_TEXT PROVIDED:_
####################
The Block Signal is 1926 silent drama film directed by Frank O'Connor and starring Ralph Lewis, Jean Arthur and Hugh Allan. It was produced by the independent company Gotham Pictures.

Synopsis
A veteran railroad engineer discovers that his eyesight is failing and he is becoming colorblind. Bert Steele his fireman who craves promotion deliberately misleads him about a signal leading him to be demoted. Jealous and frustrated by his unrequited love for the engineer's daughter Grace, Steele considers a more direct form of sabotage.

Cast
Ralph Lewis as 'Jovial Joe' Ryan
Jean Arthur as Grace Ryan
Hugh Allan as Jack Milford
George Chesebro as Bert Steele 
Sidney Franklin as 'Roadhouse' Rosen
Leon Holmes as 'Unhandy' Andy
Missouri Royer as Jim Brennan

Preservation status
The picture is preserved at the UCLA Film and TV Archive and Academy Film Archive.

References

Bibliography
 Connelly, Robert B. The Silents: Silent Feature Films, 1910-36, Volume 40, Issue 2. December Press, 1998.
####################
_OBJECTIVE:_ Transcribe the part of the film text that opens with the words containing "Preservation status" and closes with "December Press, 1998.".

(A block of data)
####################
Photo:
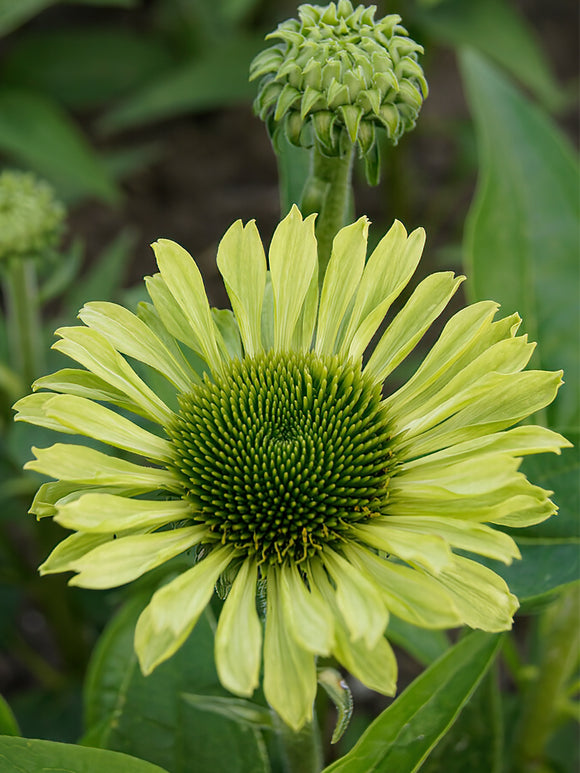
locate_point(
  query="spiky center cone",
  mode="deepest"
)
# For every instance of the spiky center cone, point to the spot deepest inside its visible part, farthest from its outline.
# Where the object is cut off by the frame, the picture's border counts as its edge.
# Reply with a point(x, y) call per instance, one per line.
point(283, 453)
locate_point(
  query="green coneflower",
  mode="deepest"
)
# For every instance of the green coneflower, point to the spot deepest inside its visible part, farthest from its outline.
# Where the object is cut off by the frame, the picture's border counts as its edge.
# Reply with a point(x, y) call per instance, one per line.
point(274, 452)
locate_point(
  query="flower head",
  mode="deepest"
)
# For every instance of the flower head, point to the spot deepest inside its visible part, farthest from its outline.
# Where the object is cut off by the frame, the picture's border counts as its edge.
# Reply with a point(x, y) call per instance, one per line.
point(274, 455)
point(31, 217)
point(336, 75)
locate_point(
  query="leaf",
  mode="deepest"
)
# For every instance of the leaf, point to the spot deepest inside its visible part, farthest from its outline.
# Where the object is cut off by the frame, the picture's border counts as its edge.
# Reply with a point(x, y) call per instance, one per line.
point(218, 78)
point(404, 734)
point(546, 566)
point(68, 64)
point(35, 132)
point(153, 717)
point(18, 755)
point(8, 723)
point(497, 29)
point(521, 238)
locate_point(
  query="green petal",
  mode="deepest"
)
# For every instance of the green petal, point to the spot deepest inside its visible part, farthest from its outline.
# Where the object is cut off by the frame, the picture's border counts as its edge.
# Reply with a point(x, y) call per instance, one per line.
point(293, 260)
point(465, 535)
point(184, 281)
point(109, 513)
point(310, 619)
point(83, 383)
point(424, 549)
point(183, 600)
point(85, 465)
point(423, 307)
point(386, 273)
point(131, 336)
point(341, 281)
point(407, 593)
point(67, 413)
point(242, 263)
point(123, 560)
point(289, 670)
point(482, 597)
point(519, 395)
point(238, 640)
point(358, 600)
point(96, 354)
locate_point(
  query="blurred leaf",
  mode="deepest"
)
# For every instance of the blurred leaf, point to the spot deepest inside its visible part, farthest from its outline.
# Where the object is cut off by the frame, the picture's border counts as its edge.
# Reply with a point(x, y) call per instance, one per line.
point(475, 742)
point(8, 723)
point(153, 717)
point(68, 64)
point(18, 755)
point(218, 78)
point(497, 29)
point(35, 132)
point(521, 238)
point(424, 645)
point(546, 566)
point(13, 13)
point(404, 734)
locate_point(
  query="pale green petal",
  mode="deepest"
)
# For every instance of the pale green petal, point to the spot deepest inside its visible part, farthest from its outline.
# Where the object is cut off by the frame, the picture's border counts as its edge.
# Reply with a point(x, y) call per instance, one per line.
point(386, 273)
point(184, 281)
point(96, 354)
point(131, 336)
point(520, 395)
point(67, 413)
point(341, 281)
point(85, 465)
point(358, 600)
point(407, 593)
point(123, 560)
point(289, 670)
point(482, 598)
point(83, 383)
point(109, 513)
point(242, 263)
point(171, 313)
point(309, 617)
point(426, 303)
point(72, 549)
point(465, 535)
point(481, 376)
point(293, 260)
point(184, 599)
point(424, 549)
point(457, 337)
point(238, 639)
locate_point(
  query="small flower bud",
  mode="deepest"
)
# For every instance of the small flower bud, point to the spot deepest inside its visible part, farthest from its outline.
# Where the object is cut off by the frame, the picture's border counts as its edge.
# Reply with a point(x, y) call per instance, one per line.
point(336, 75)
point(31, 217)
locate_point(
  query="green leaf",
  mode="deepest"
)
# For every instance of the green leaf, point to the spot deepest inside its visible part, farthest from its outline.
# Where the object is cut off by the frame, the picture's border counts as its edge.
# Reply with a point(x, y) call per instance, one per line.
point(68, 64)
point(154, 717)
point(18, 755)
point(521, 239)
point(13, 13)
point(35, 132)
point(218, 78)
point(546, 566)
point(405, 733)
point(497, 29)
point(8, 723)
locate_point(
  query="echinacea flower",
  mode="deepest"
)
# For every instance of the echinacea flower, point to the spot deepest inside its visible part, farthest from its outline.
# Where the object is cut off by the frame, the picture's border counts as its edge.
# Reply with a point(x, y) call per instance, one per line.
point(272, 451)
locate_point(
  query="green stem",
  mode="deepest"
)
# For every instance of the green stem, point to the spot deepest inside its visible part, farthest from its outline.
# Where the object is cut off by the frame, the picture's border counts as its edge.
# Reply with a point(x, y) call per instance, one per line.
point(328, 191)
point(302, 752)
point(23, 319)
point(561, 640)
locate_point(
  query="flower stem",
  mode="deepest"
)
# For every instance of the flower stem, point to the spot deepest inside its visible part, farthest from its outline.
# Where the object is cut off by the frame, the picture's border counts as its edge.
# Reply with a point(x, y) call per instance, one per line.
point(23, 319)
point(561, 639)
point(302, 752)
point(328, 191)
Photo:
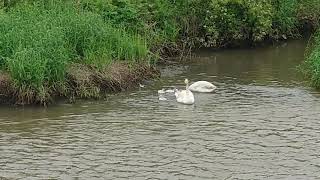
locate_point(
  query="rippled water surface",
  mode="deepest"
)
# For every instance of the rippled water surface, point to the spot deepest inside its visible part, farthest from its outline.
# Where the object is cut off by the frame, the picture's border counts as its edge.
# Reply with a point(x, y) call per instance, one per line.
####################
_TASK RESULT:_
Preservation status
The picture is preserved at the UCLA Film and TV Archive and Academy Film Archive.

References

Bibliography
 Connelly, Robert B. The Silents: Silent Feature Films, 1910-36, Volume 40, Issue 2. December Press, 1998.